TASK DETAILS: Extend the excerpt on Tyson Yunkaporta's use of carving to adapt oral culture to writing, starting after its last line.

----- TEXT EXCERPT -----

Challenges in translation and adaptation

This poses a challenge for Yunkaporta, and all Indigenous writers and researchers really, where (in order to share ideas beyond their own communities) the oral Indigenous culture they exist in must express itself in the western, literary culture that has been imposed on them.

“The title Sand Talk is referring to the way of transmitting knowledge in Aboriginal cultures – drawing images on the ground,” he says.

“They then contain terabytes of information that you communicate with more than just words.”

Tyson Yunkaporta carving symbols into the sand on the ground.

To tackle the challenge of adapting oral culture processes in the creation of print-based works, Yunkaporta employs a cultural methodology called umpan.

“Each chapter is a series of thought experiments or yarns that happen with different people, but then the outcomes of those yarns are carved into a traditional object and that is the chapter captured in there,” he says.

“Umpan is the word for making or cutting or carving but it’s also a word that’s been adopted for writing. So writing is sort of seen the same way.

“I make sure that everything I write, I carve it first. And that preserves the oral culture orientation of my thinking.”

While each chapter is captured in an individual carved object, the entire book is also carved onto a large boomerang – which features on the book’s front cover.

“So I can hold that boomerang and pretty much recite that whole book. It sort of shows the way knowledge is encoded. Each of our objects, they’re not just these decorated, superstitious kind of spiritual things but they’re actually memory-inspired.”

Tyson Yunkaporta and another man carving the story into a boomerang.

----- PROVIDED RECORDS -----

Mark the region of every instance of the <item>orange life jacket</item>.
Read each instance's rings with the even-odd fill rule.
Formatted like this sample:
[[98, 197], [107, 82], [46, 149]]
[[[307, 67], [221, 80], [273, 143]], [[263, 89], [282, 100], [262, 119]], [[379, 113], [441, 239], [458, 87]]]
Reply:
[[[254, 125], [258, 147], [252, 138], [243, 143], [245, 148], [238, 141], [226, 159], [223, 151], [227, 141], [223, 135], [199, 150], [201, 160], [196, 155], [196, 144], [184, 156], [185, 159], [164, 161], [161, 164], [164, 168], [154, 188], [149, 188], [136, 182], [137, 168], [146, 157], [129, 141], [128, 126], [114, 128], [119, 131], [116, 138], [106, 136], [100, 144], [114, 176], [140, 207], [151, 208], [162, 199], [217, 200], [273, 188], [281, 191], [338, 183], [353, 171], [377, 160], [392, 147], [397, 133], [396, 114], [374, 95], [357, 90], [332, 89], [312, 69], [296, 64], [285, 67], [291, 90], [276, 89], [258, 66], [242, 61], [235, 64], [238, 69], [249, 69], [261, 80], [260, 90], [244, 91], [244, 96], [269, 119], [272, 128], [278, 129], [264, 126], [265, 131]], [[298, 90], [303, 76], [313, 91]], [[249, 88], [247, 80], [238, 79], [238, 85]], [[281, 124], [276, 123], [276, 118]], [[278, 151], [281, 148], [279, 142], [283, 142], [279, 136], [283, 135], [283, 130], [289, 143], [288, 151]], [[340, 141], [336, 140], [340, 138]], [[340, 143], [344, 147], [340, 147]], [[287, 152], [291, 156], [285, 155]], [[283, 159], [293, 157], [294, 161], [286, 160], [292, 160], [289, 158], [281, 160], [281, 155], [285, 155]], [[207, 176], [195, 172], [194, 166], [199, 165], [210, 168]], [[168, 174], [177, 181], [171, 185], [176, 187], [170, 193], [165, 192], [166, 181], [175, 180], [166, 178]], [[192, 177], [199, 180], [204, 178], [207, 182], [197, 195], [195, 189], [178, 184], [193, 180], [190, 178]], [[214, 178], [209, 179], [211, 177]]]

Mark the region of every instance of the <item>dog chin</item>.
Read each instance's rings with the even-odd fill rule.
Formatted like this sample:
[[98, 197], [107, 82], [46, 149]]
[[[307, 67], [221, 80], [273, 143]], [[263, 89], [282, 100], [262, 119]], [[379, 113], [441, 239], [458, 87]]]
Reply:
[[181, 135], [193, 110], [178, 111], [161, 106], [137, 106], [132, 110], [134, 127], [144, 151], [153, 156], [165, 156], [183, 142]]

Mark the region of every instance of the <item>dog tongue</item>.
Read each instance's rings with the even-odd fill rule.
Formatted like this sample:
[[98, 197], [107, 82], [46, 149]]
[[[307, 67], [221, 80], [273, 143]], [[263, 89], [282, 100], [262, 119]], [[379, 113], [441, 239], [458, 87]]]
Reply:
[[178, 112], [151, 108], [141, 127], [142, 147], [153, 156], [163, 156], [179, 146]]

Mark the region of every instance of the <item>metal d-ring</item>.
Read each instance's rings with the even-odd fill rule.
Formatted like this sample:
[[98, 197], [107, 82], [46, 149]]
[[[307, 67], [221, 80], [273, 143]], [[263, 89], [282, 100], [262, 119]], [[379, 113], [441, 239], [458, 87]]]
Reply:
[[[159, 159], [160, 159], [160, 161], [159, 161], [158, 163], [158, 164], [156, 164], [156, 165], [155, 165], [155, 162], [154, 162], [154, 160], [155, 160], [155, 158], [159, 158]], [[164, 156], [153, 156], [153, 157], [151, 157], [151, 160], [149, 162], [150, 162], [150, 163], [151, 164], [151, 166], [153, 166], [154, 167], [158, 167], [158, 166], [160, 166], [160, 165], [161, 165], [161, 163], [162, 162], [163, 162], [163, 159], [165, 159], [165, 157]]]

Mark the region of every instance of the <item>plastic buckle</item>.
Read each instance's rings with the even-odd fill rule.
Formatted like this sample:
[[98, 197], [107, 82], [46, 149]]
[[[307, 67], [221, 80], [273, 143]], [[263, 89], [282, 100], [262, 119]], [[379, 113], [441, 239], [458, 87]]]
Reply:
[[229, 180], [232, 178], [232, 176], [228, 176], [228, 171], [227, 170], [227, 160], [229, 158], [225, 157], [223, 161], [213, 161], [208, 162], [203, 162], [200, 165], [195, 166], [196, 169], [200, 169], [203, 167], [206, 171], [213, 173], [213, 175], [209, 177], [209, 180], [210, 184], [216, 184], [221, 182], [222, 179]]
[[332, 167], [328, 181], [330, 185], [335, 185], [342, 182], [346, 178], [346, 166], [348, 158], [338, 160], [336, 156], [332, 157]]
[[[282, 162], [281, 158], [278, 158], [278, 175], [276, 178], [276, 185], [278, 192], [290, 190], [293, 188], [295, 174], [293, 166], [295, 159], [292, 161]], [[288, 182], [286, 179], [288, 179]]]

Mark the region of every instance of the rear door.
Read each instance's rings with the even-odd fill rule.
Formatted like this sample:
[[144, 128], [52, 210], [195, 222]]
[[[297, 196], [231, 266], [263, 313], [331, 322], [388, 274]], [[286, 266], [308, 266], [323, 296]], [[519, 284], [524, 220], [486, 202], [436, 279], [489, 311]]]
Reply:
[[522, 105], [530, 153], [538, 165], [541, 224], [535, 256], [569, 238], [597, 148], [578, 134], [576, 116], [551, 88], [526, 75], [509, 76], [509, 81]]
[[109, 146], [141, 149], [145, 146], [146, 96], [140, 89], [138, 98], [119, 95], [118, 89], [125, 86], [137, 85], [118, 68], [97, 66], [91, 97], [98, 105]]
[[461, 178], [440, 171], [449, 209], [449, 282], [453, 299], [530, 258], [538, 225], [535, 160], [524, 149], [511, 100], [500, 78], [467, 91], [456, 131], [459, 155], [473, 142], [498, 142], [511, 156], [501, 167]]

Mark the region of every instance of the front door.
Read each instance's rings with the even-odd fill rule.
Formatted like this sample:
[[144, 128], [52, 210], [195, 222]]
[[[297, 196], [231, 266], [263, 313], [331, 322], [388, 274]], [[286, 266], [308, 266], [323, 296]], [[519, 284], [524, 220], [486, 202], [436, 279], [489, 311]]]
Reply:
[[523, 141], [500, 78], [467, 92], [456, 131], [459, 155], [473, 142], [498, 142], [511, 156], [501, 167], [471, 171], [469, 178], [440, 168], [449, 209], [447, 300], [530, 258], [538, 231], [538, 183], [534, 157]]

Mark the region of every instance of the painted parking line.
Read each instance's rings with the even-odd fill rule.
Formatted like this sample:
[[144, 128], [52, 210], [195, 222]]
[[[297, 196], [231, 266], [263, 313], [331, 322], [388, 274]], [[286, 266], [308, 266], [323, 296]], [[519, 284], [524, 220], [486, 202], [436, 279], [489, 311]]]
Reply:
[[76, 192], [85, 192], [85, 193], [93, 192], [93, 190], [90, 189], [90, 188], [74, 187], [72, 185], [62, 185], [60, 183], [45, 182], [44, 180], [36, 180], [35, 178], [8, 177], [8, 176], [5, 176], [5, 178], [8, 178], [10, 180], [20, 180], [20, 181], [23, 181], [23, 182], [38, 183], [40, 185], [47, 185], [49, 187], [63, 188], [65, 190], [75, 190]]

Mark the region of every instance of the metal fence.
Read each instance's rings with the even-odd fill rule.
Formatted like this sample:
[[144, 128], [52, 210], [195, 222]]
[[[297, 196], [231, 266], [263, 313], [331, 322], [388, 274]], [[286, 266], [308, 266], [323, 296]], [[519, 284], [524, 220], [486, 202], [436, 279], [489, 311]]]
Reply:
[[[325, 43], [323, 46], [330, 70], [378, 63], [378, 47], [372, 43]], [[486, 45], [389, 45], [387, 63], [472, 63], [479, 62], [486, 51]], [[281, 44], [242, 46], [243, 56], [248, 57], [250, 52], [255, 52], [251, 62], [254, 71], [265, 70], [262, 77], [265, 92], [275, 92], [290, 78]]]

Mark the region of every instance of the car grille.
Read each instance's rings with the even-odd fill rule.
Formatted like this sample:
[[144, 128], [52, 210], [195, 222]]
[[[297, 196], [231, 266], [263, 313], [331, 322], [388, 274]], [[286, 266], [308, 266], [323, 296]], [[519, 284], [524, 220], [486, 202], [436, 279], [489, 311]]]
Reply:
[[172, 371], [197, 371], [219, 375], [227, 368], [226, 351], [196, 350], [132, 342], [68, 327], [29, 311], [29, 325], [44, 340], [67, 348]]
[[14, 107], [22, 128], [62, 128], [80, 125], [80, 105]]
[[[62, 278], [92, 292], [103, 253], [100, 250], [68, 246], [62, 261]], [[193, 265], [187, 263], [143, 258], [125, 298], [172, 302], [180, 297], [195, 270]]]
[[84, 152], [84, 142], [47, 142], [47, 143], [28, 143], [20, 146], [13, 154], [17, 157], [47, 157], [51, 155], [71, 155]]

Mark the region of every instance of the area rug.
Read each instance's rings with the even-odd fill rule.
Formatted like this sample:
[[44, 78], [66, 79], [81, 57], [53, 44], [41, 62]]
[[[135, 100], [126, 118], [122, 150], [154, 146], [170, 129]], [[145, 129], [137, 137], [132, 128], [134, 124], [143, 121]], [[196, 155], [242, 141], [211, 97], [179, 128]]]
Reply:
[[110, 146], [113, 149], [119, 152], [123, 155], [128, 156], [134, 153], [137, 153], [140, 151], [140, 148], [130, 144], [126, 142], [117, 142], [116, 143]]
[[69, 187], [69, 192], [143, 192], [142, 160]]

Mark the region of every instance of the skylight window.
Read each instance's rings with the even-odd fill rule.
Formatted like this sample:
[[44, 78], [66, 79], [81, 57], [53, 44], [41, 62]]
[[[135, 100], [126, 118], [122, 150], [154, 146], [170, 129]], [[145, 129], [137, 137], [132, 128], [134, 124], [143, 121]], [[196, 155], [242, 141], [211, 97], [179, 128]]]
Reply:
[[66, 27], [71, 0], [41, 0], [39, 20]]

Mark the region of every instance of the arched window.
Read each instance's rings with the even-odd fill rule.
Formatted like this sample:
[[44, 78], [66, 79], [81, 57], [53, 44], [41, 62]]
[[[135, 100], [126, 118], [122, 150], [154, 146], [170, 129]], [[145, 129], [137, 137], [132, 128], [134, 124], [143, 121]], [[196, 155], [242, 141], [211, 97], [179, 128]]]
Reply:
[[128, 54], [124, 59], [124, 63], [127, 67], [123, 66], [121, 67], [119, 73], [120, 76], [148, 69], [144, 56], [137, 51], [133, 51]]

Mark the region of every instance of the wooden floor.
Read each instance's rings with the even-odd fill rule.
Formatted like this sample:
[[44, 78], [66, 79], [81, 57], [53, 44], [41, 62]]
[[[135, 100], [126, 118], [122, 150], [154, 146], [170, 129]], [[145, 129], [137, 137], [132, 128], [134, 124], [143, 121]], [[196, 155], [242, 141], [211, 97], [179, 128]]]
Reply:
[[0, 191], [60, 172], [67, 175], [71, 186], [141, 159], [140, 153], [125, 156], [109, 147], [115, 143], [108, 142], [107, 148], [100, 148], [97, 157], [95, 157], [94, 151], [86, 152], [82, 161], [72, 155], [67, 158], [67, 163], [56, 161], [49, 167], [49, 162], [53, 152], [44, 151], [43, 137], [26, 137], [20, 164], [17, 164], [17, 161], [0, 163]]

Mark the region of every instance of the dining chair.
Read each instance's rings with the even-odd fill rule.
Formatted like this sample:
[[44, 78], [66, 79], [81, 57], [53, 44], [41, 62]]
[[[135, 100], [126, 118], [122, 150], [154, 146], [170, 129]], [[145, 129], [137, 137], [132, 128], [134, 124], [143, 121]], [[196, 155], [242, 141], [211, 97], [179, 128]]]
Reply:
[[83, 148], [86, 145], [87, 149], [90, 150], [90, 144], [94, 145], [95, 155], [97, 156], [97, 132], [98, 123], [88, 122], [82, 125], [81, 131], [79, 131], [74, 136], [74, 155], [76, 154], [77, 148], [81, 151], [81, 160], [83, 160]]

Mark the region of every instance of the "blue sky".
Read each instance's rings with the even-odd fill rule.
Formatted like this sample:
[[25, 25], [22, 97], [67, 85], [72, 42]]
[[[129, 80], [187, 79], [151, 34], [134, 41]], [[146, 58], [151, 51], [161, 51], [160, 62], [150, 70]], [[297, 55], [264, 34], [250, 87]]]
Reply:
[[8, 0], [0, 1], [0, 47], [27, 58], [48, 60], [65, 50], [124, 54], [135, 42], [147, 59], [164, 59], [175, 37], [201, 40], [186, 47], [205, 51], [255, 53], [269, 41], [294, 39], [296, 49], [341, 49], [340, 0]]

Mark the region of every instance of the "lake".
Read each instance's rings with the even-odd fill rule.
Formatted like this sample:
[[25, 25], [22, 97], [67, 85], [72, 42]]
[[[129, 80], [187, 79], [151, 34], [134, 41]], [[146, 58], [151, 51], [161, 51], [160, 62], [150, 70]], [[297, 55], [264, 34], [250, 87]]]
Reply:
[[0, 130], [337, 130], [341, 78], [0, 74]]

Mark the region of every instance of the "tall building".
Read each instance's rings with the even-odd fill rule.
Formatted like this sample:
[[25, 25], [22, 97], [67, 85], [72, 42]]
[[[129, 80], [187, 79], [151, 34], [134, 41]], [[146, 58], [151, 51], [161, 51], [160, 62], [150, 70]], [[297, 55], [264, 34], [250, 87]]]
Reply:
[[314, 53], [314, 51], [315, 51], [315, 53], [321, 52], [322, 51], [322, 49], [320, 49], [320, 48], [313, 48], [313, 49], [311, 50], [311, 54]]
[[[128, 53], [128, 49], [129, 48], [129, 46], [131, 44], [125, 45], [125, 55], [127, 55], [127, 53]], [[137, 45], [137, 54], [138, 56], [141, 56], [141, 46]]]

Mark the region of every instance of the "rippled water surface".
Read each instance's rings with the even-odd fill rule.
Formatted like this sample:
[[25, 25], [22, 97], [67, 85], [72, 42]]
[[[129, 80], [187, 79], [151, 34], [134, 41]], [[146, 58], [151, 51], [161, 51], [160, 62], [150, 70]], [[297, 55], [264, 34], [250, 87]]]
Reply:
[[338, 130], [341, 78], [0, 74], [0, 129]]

-----

ANSWER AREA:
A range of diverse influences

Although being born in Melbourne, Yunkaporta moved to Western Cape York when he was young and now belongs to the Apalech clan, with ties to mobs across WA and western NSW.

He began his career as a school teacher, teaching for 10 years before becoming an education consultant.

Along the way he has accrued a couple of masters degrees, then completed his doctorate in Education, with a focus on Aboriginal Pedagogies.

A book shelf with a wide variety of books.

Yunkaporta has taken an interdisciplinary approach to his career in research, working across areas of education; ethics; digital communications; health and medicine; land management; astronomy; chemistry; Indigenous Knowledge and cognitive psychology.

Entangled rather than separated from his research career, Yunkaporta also takes on roles such as Indigenous thinker and community member, maker (of traditional wood carvings), art critic, poet and family man.

Sand Talk is a melding of these influences; a natural release of the combination of this professional and personal life, poured out on the page.

But don’t assume that what’s offered is a closed, idiosyncratic or personal viewpoint.

By employing the ‘us-two’ pronoun throughout the text, Yunkaporta asks the reader to emotionally connect with not just the text but to the author through the text.

It’s a connection that links back to the oral form that the text itself originated from.

A way of passing on the inherent orality of the knowledge conveyed in the book, bringing “print based and oral culture knowledge together in interesting ways,” says Yunkaporta.

“One of the whole premises of the book is that the knowledge is co-created with the reader. That we’re forming a kinship pair. So the idea is that they take it and grow it from there.”

An individual writing in a notebook while sitting in a park.

It is also symptomatic of the non-linear (for want of a better word) nature of Indigenous culture.

As Yunkaporta says in the book, “What I say will be still be subjective and fragmentary, of course, and five minutes after it is written it will already be out of date – a problem common with all printed texts.

“The real knowledge will keep moving in lands and Peoples, and I’ll move on with it.

“You’ll move on too.”

The hope is that, after reading the book, you move on with a drive to add and expand on the knowledge that has been shared with you.


Tyson Yunkaporta’s book Sand Talk: How Aboriginal Thinking Can Save the World, was released on the 3rd September 2019 through Text Publishing.